== DESCRIPTION DU PROBLÈME ==
Transformez en liste JSON de chaînes les lignes ci-dessous, une chaîne par ligne et sans les lignes vides : commencez à la ligne qui contient « of the sandal. » et arrêtez-vous après celle qui contient « [[897, 492], [740, 519], [792, 496]] ».

[Données d'annotation par points sur photos]
━━━━━━━━━━━━━━━━━━━━

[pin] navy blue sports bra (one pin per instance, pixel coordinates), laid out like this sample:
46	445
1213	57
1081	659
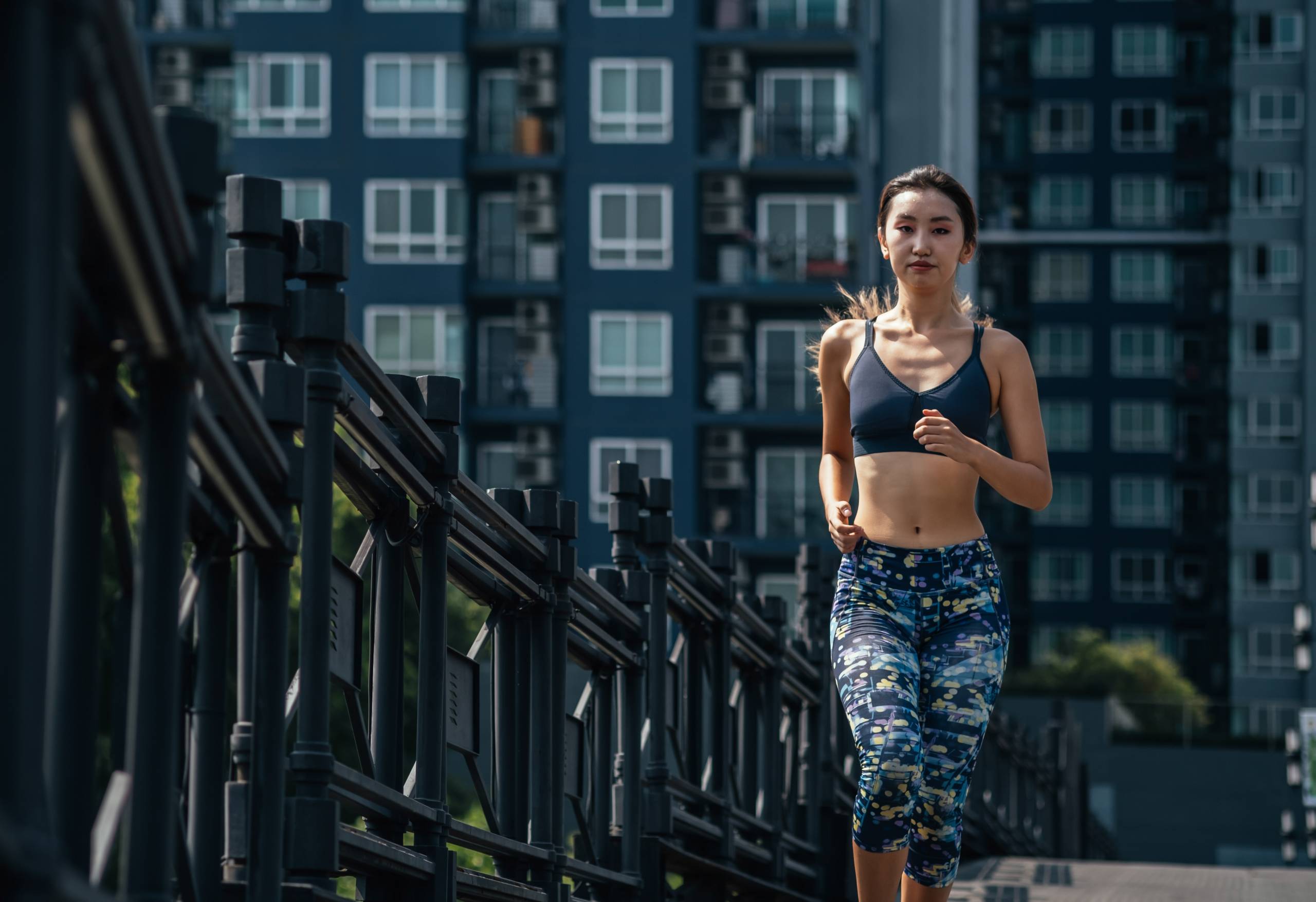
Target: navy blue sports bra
884	411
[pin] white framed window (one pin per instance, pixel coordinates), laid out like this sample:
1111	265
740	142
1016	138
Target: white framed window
1267	420
306	199
281	95
1141	50
417	341
1139	500
1063	200
805	237
1141	200
1063	126
1063	350
1269	114
415	222
1265	574
617	8
1272	266
415	95
1267	496
1268	190
629	227
629	353
786	492
1140	125
629	100
1141	277
1072	501
1269	36
1060	575
1140	425
1272	343
781	379
652	455
1063	52
1068	425
1140	352
1061	277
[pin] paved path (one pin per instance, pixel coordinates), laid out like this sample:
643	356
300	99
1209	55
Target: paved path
1057	880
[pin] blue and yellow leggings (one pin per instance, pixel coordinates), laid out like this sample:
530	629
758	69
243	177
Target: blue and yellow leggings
919	643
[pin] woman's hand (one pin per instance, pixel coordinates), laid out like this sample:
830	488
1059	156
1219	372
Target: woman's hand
939	434
843	533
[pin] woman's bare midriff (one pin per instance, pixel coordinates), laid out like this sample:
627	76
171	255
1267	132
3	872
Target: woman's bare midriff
927	500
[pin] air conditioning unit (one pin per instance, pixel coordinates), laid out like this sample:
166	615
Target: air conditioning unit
727	65
723	218
532	441
724	94
728	474
535	64
724	347
728	316
724	442
174	93
537	218
173	62
724	190
534	316
537	94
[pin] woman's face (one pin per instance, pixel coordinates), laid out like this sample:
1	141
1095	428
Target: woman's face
924	228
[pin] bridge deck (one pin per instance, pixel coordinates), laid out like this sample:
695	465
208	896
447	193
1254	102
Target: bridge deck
1058	880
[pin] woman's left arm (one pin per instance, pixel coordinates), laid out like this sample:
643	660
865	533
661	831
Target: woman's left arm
1026	476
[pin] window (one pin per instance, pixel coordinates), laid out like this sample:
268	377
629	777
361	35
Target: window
1264	574
652	455
1063	352
1269	112
422	95
631	227
1140	125
1141	277
1140	501
1063	200
1265	266
782	380
306	199
1141	50
1072	503
1063	125
1061	277
629	353
1265	421
1068	425
631	7
1140	427
1140	200
1265	496
1267	343
281	95
1063	52
417	341
788	500
1269	189
631	100
1141	352
415	222
1269	37
1061	575
806	237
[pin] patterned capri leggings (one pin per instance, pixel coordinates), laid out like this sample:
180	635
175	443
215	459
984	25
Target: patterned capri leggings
919	643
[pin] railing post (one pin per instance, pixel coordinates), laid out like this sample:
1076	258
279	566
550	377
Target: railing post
319	316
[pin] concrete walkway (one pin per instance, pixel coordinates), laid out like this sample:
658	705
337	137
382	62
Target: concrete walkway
1057	880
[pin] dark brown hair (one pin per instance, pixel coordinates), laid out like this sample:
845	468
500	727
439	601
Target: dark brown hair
869	302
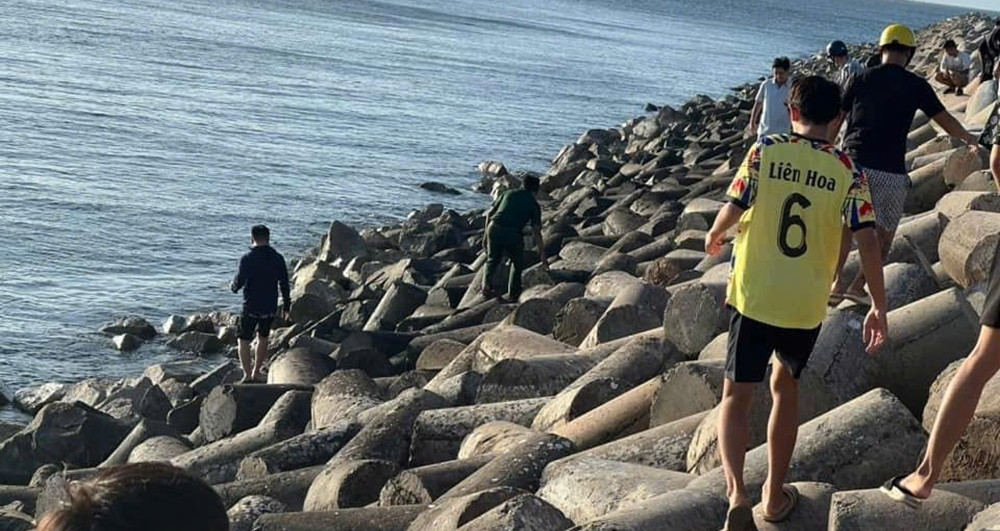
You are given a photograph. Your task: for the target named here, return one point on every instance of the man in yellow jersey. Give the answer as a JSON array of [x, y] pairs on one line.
[[791, 196]]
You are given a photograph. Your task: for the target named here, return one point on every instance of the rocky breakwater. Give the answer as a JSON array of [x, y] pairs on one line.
[[399, 399]]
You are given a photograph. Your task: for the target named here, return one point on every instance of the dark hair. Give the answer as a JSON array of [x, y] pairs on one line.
[[817, 98], [147, 496], [260, 233], [531, 183]]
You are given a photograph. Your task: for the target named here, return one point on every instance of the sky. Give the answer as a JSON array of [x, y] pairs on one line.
[[991, 5]]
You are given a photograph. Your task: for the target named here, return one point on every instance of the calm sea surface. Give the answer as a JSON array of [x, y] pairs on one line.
[[140, 139]]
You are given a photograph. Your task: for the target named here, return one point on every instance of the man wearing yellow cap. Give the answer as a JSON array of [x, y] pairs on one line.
[[880, 104]]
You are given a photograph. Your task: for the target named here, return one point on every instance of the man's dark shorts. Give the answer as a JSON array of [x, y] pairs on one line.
[[250, 324], [751, 344]]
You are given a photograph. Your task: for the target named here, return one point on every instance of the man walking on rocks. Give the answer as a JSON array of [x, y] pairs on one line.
[[881, 103], [504, 235], [790, 197], [953, 72], [963, 393], [261, 272], [770, 111]]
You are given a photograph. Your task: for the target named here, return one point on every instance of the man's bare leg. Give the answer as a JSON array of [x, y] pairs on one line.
[[260, 356], [957, 408], [245, 360], [734, 437], [782, 430], [885, 238]]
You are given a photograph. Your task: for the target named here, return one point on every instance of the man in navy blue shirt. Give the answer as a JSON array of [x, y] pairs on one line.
[[262, 271]]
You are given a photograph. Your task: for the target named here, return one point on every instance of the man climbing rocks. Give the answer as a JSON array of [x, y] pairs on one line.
[[260, 274], [505, 223]]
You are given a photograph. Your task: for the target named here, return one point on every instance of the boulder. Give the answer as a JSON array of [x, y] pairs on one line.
[[199, 343], [136, 326], [247, 511]]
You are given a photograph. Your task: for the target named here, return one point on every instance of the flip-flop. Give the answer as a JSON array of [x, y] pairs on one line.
[[792, 496], [740, 519], [897, 492]]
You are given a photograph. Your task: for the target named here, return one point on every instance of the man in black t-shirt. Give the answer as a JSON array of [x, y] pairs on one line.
[[880, 103], [261, 273]]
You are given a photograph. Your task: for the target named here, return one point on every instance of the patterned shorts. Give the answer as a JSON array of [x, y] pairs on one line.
[[889, 192]]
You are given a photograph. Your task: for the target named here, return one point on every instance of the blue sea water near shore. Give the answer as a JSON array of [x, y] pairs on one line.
[[140, 139]]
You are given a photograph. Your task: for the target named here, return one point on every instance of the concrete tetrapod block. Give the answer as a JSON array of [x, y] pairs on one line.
[[810, 514], [514, 379], [976, 454], [300, 366], [637, 308], [681, 510], [577, 318], [397, 518], [230, 409], [926, 336], [162, 448], [289, 488], [951, 506], [955, 204], [987, 520], [438, 434], [814, 400], [342, 396], [494, 438], [587, 488], [524, 513], [695, 314], [520, 467], [641, 358], [423, 485], [625, 415], [245, 513], [453, 513], [439, 354], [308, 449], [689, 387], [663, 446], [348, 484], [857, 445], [387, 437], [968, 246]]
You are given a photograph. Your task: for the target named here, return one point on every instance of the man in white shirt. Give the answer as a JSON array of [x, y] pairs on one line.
[[954, 70], [770, 115], [847, 67]]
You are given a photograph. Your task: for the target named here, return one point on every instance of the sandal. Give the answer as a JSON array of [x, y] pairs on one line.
[[897, 492], [740, 519], [792, 496]]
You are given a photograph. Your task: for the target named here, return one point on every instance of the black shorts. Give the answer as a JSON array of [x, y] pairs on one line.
[[254, 323], [752, 342], [991, 306]]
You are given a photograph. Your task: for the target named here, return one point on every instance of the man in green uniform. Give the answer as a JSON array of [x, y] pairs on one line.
[[504, 235]]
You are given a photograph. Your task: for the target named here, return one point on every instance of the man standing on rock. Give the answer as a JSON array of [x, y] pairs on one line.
[[964, 392], [504, 235], [261, 272], [847, 67], [770, 111], [791, 197], [953, 72], [880, 104]]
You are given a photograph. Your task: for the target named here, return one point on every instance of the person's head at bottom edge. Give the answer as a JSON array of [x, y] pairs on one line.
[[144, 496]]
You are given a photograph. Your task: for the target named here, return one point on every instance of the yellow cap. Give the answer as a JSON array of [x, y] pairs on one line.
[[898, 34]]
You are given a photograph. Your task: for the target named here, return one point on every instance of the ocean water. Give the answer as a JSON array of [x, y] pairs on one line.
[[140, 139]]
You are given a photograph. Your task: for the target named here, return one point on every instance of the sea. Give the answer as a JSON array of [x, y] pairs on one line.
[[140, 139]]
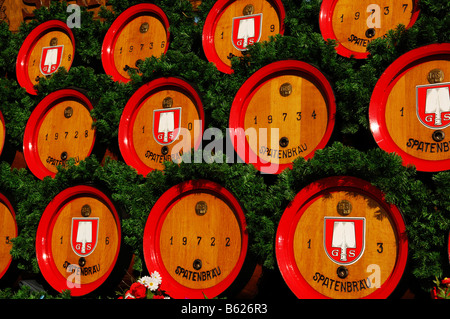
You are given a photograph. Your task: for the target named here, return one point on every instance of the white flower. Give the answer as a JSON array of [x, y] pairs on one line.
[[155, 275], [150, 282]]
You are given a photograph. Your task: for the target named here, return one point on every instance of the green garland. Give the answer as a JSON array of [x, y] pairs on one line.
[[423, 198]]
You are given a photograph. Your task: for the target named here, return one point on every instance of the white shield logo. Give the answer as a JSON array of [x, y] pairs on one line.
[[246, 31], [84, 235], [166, 125], [433, 105], [51, 59]]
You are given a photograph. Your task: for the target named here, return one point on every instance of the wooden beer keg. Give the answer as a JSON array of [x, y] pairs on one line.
[[48, 47], [409, 110], [140, 32], [283, 111], [59, 128], [160, 114], [339, 239], [232, 25], [196, 238], [78, 240], [354, 24], [8, 231]]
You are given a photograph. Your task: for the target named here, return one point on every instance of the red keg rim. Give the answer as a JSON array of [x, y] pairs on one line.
[[7, 203]]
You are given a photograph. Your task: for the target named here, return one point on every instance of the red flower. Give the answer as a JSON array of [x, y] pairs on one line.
[[138, 290], [445, 281]]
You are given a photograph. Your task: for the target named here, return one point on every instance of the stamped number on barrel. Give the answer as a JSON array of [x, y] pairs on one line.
[[199, 240]]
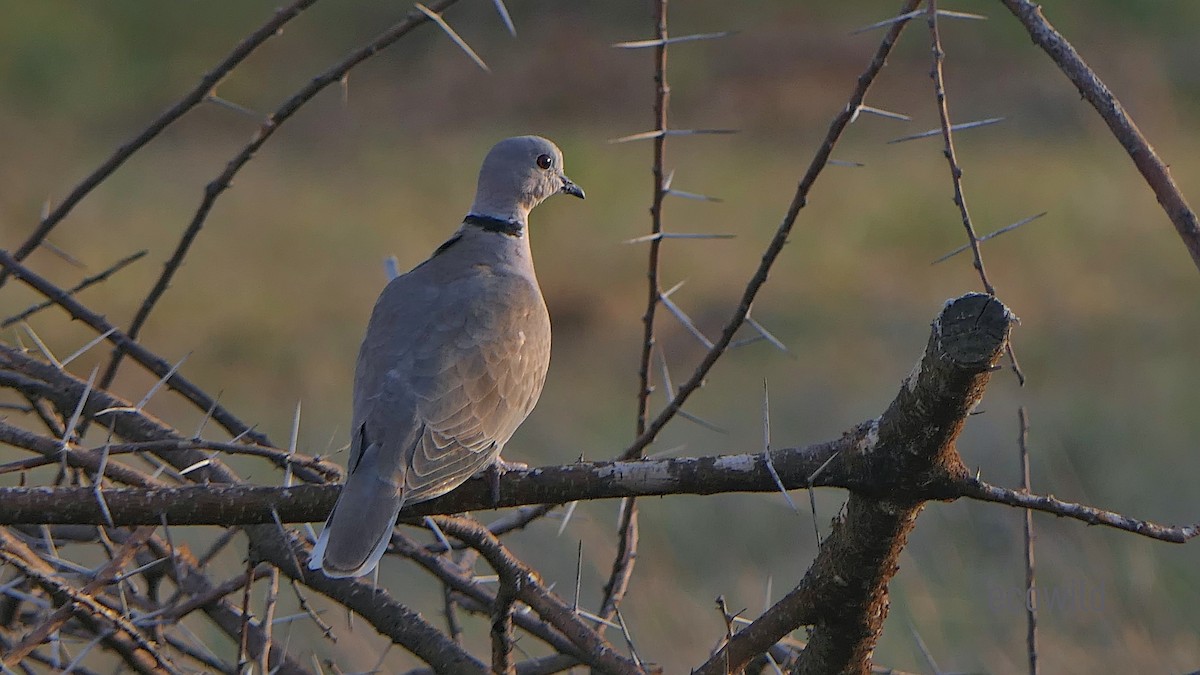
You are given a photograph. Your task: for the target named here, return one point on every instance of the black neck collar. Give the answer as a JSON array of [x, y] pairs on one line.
[[489, 223]]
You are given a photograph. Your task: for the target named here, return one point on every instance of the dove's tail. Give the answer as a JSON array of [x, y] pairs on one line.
[[359, 529]]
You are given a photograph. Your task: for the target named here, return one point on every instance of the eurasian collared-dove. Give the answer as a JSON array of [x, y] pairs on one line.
[[454, 359]]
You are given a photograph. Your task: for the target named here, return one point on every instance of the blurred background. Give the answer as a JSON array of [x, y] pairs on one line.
[[274, 297]]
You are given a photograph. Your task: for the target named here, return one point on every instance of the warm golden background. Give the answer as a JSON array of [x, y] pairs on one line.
[[275, 294]]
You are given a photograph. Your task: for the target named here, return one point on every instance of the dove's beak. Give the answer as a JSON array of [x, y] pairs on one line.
[[570, 187]]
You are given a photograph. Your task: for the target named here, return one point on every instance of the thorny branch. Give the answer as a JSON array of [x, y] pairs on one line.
[[136, 626], [778, 240], [943, 115]]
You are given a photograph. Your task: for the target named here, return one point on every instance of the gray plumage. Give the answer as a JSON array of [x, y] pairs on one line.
[[454, 359]]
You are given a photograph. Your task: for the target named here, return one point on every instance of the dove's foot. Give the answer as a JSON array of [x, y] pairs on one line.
[[498, 469]]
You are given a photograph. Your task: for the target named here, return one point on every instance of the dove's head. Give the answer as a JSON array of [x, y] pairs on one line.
[[517, 174]]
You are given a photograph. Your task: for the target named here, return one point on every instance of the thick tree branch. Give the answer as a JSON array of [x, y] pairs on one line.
[[844, 593], [1152, 168]]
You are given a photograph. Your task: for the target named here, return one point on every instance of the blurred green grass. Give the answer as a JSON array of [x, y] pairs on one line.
[[274, 297]]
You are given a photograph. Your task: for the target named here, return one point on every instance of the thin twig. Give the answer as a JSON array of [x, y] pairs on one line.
[[984, 491], [192, 99], [1031, 592], [268, 129], [151, 362], [83, 284]]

━━━━━━━━━━━━━━━━━━━━

== RÉSULTAT CORRECT ==
[
  "You are given a photograph. Your task: for the target named here, return one point on every instance of the sandal. Give the answer as a JSON array of [x, y] pairs on one line.",
  "[[897, 492], [740, 519], [792, 496]]"
]